REQUISITOS DEL EJERCICIO: Continúa el texto sobre Caine y la reconstrucción de obras ajenas a partir de su última oración.

TEXTO EXTRAÍDO:
Caine es uno entre varios músicos de hoy que no retroceden ante la paradoja entre la manipulación quirúrgica de obras conocidas y la inmediatez de la música improvisada. La paradoja es aparente, o es un estímulo. En 1989 el saxofonista free John Oswald distribuyó gratis entre amigos, críticos, diyéis y afectados el CD Plunderphonic (Plagiofonía) en el que reconstruía grabaciones de otros artistas –dividiéndolas en fragmentos, invirtiendo el orden, condensándolas en miniaturas–. Era difícil escuchar esa obra sin preguntarse por la relación de Oswald con los compositores originales, la elección de los temas, la autoría, la psicofisiología de la percepción y los planos de sentido en la música. El hecho es que el disco filtró a la prensa y la Federación de la Industria Discográfica de Canadá demandó a Oswald por robo, exigiéndole que destruyera el stock remanente y los másters. Lo que esa gente no entendía era el papel capital que en el método de la electrocita juega la familiaridad. Para que un plagio sonoro funcione alguien tiene que reconocer el material, aunque sea por una ínfima huella en la memoria. Tal como la música se insinúa en el alma, una parte del proceso creativo pasa del autor al reconstructor. Es una relación sutil y mudable cuyos frutos no sólo son jugosos cuando el original es una pieza magna (el original puede ser la El Mesías o la Quinta de Mahler, pero también un himno nacional o, como tocó Caine esa noche, Raindrops keep falling on my head). Y los frutos se multiplican cuando la reconstrucción es modificada a su vez en tiempo real, con lo que la improvisación entraña de lucha con el estado de ánimo, la mayor o menor vehemencia y la pendiente amenaza de que no pase nada. Improvisar colectivamente sobre reconstrucciones es la respuesta que ha concebido Caine a la endogamia del jazz.

DATOS PROPORCIONADOS:

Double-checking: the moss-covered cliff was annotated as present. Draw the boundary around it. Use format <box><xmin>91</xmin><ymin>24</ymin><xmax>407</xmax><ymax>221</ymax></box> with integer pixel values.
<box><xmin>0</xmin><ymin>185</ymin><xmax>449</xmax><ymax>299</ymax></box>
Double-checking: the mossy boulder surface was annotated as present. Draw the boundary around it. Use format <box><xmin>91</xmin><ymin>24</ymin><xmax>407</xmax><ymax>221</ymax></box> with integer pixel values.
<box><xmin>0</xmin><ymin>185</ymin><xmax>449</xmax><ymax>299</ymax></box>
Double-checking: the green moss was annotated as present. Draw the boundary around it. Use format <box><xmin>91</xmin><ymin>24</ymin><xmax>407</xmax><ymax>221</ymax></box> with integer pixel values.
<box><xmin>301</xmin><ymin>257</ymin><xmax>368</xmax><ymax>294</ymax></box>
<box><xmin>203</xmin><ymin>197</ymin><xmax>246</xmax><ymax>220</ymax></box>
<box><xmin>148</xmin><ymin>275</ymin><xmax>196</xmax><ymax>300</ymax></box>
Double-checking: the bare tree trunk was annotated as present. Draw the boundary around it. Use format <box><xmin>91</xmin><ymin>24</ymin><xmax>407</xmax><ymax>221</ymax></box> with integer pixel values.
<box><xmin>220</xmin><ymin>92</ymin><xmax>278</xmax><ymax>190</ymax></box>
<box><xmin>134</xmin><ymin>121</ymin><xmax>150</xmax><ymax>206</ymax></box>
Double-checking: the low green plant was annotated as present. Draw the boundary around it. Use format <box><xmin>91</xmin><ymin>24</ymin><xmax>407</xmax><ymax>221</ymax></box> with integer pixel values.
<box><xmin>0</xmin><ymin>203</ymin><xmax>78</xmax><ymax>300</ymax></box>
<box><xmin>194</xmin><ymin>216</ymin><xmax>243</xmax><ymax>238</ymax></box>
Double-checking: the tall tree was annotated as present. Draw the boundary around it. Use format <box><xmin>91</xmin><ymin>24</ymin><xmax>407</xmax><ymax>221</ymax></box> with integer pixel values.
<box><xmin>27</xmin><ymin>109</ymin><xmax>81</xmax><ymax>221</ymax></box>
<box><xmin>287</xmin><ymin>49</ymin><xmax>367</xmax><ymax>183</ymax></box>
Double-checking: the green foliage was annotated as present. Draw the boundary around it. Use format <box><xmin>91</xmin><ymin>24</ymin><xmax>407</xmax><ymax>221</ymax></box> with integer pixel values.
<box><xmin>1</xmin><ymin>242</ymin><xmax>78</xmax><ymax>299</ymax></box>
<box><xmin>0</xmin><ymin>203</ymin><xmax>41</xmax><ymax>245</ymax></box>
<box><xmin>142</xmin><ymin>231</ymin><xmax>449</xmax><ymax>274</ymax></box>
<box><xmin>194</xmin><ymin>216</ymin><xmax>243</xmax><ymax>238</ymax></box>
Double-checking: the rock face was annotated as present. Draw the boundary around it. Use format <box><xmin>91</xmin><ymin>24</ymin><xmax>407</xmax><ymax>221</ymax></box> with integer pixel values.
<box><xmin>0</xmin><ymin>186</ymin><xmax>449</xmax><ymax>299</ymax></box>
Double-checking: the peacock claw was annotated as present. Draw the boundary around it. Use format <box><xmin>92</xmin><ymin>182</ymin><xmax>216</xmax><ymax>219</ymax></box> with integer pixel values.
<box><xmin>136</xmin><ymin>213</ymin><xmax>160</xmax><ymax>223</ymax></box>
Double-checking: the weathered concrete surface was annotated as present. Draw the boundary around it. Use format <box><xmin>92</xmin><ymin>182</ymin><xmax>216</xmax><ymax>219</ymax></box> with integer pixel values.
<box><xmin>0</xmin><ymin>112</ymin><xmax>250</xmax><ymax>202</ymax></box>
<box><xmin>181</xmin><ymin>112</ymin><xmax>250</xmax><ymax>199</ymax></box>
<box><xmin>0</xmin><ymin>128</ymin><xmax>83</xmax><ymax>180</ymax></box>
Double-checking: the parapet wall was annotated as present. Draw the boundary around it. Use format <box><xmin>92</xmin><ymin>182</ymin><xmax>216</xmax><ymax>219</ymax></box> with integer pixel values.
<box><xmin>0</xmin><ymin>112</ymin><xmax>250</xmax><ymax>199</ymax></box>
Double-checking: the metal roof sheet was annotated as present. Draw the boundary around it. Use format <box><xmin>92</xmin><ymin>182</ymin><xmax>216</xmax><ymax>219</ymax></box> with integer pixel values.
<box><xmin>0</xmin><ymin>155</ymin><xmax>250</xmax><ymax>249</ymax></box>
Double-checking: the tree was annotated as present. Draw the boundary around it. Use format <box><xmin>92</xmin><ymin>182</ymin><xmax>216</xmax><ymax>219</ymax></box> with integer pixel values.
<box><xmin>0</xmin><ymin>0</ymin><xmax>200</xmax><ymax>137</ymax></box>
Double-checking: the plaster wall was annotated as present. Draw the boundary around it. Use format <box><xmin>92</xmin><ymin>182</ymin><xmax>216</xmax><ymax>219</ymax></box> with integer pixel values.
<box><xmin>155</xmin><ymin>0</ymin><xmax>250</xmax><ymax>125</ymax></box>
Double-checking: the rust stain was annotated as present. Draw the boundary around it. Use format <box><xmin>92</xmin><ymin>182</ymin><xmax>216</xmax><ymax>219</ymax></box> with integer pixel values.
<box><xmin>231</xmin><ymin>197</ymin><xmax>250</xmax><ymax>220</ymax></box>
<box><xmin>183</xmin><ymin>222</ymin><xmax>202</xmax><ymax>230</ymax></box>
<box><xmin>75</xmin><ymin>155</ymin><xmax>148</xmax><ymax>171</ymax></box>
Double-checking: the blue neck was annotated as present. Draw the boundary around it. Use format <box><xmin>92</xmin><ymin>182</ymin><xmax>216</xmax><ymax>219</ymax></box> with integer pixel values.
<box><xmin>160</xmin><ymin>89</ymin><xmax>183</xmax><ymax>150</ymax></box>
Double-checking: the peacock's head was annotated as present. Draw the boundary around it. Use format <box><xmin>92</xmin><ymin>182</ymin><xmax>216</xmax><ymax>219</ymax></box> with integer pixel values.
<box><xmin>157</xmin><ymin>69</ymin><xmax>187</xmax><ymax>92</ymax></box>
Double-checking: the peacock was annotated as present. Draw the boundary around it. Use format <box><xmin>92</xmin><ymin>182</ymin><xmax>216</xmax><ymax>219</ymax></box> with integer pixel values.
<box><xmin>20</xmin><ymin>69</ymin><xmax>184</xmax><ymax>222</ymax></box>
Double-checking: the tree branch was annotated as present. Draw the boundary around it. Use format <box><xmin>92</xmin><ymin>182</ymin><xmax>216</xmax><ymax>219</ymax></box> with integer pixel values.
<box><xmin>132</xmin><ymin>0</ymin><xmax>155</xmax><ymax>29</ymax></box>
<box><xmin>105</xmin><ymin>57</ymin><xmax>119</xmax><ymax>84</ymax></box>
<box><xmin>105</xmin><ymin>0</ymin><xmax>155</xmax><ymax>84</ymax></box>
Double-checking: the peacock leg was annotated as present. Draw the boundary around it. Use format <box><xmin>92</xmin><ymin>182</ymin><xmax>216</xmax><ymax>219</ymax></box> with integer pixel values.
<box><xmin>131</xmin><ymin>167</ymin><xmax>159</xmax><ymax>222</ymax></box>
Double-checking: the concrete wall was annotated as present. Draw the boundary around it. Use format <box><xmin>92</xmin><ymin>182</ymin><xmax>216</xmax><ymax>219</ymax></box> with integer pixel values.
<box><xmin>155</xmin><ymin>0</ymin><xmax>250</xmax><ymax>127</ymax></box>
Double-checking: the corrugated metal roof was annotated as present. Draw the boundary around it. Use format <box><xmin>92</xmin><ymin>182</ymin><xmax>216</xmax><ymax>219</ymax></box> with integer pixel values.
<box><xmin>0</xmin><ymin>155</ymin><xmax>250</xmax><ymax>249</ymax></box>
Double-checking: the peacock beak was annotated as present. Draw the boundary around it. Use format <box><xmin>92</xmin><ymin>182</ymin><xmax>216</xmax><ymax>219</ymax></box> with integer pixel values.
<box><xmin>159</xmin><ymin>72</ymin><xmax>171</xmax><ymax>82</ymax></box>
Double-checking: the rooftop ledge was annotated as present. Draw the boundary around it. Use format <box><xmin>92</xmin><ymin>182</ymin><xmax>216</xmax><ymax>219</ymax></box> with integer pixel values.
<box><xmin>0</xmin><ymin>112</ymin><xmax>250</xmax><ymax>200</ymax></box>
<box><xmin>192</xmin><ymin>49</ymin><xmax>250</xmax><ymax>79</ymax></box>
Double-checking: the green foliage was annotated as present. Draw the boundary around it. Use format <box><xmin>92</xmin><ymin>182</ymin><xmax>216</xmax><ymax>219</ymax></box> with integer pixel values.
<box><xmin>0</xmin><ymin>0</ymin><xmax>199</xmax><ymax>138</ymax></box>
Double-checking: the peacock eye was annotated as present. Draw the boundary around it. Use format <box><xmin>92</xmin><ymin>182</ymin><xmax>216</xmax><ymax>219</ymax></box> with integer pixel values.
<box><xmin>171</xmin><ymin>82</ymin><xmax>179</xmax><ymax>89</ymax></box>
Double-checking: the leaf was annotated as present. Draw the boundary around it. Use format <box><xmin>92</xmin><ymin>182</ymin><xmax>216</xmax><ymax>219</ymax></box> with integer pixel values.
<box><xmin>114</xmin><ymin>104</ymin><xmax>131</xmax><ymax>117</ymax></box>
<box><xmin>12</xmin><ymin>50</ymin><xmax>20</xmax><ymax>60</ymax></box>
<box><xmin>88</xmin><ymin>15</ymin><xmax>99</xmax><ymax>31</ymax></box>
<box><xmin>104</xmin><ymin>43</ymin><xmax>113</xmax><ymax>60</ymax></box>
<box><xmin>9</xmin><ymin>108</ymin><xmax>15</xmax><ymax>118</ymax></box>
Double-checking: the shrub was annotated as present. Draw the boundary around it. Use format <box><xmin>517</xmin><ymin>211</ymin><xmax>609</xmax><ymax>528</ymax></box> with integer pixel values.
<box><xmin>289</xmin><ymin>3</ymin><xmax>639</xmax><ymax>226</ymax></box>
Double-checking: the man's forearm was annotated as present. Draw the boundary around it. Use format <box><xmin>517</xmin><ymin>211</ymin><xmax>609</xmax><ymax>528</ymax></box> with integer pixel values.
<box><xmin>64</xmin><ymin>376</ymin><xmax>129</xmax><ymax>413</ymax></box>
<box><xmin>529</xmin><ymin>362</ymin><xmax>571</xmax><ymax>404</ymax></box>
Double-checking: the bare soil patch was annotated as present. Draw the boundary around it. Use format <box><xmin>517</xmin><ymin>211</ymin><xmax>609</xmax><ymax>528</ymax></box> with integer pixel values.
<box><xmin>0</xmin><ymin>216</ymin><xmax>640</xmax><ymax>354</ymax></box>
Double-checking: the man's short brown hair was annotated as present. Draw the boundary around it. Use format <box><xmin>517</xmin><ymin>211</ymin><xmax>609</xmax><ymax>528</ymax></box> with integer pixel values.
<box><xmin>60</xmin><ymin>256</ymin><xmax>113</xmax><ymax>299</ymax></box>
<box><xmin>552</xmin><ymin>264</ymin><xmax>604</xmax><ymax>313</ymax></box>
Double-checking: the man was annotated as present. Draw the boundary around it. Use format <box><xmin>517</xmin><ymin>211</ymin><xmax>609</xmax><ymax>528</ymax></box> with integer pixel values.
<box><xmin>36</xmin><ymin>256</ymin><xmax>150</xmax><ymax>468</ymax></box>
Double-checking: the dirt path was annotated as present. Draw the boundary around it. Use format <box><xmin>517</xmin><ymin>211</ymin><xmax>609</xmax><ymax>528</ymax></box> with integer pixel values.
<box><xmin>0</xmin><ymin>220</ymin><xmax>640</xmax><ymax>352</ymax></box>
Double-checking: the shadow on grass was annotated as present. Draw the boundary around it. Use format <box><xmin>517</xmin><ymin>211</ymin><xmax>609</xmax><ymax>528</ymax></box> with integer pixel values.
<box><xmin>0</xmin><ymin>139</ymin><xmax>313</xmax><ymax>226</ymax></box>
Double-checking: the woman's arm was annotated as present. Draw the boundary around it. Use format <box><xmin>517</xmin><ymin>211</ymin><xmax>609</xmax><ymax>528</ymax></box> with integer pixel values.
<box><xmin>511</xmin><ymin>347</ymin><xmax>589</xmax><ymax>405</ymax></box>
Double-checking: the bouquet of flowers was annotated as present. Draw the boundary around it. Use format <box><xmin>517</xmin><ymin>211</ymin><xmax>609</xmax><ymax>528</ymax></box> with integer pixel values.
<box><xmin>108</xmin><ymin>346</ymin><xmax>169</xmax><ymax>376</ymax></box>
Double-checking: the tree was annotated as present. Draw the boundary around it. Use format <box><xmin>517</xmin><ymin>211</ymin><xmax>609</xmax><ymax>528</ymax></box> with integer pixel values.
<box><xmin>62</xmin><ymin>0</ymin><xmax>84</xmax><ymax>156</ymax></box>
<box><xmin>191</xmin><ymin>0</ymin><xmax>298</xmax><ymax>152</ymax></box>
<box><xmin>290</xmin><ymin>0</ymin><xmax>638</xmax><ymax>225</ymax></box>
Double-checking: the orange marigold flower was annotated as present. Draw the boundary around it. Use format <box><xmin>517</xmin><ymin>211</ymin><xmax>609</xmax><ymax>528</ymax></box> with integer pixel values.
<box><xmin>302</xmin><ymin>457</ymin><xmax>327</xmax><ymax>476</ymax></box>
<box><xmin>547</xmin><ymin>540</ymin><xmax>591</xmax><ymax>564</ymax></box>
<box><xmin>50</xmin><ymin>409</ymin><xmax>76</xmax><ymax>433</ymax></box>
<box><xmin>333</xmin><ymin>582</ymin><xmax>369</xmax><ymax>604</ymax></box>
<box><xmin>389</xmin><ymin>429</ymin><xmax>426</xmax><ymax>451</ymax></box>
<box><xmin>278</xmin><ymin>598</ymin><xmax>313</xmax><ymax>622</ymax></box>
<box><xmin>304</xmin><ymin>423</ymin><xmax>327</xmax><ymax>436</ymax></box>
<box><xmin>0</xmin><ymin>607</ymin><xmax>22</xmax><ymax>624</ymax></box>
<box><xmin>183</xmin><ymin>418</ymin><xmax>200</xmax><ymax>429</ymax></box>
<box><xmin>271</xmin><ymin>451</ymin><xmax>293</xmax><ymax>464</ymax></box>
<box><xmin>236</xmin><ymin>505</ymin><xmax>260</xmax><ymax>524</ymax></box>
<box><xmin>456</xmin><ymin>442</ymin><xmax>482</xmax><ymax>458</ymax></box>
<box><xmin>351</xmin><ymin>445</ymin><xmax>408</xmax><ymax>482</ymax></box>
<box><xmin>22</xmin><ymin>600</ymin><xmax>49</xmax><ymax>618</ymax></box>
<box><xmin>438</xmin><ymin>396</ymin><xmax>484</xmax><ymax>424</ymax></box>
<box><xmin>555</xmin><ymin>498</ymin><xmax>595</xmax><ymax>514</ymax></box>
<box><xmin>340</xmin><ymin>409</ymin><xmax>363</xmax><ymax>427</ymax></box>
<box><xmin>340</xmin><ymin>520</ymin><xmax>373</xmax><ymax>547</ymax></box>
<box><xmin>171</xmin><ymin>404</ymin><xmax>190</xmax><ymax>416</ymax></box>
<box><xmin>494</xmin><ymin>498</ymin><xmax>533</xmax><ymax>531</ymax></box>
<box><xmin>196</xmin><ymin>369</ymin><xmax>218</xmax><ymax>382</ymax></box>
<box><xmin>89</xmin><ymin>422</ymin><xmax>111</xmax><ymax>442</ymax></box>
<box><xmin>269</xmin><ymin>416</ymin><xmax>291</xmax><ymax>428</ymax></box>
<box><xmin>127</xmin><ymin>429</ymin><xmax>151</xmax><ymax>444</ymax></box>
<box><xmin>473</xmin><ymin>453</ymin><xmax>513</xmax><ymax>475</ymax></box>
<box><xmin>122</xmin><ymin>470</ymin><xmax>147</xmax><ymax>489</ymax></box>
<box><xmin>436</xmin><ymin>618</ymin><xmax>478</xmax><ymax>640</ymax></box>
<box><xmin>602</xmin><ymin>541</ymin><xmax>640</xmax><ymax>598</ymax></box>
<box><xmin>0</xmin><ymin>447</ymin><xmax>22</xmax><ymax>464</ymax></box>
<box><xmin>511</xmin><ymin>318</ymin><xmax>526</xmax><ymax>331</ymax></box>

RESPUESTA ESCRITA:
A fines del siglo XIX la invención del piano mecánico dio a toda la familia burguesa la feliz posibilidad de hacer música sin saber leer una nota. Del rollo perforado de pianola a la clonación de embriones hay un sueño de vida a distancia que sella las nupcias de la razón con el simulacro. La reconciliación de citas y materiales que la vida desecha, como barruntó en la exposición de Estol mi deprimido amigo EV, es una vía a la recuperación del contacto por medio del sobresalto perceptivo. Como cuando se reconoce un ruido sampleado: “Eso soy yo”. Requiere en iguales dosis entrega al pormenor azaroso, capacidad de abstracción, actividad analítica y un buen grado de desprendimiento. Caine no introduce la amplificación de vinilos y el scratch en un trío eléctrico de funk sólo para devolver el jazz a su interrumpido romance con el baile. Es un modo de com-poner: poner junto. Composición es una reunión que origina un lugar. Los sonidos elusivos de la música actual, el incidente en el límite de la audibilidad, las voces fantasmas, la mecánica alterada, dejan vislumbrar fenómenos y vetas de significado que subyacen al ultraje de información, mediación y consumo que es la vida diaria. No los revelan, claro. En cuanto el significado se mostrara, ese lugar que empieza a esbozarse se desvanecería. Pero mientras sea un esbozo, mientras sólo atisbe, puede que, como quería Debord, aún podamos reapasionar la vida cotidiana.
Días después del concierto me regalaron un libro sobre las cajitas donde Joseph Cornell disponía en conjuntos personales cosas que encontraba en los cambalaches y los tachos de Nueva York: bolitas, tuercas, loros embalsamados, estampas exóticas de almanaque. El prologuista atribuye a Cornell una máxima: “Hazte un mundo en el que puedas creer”.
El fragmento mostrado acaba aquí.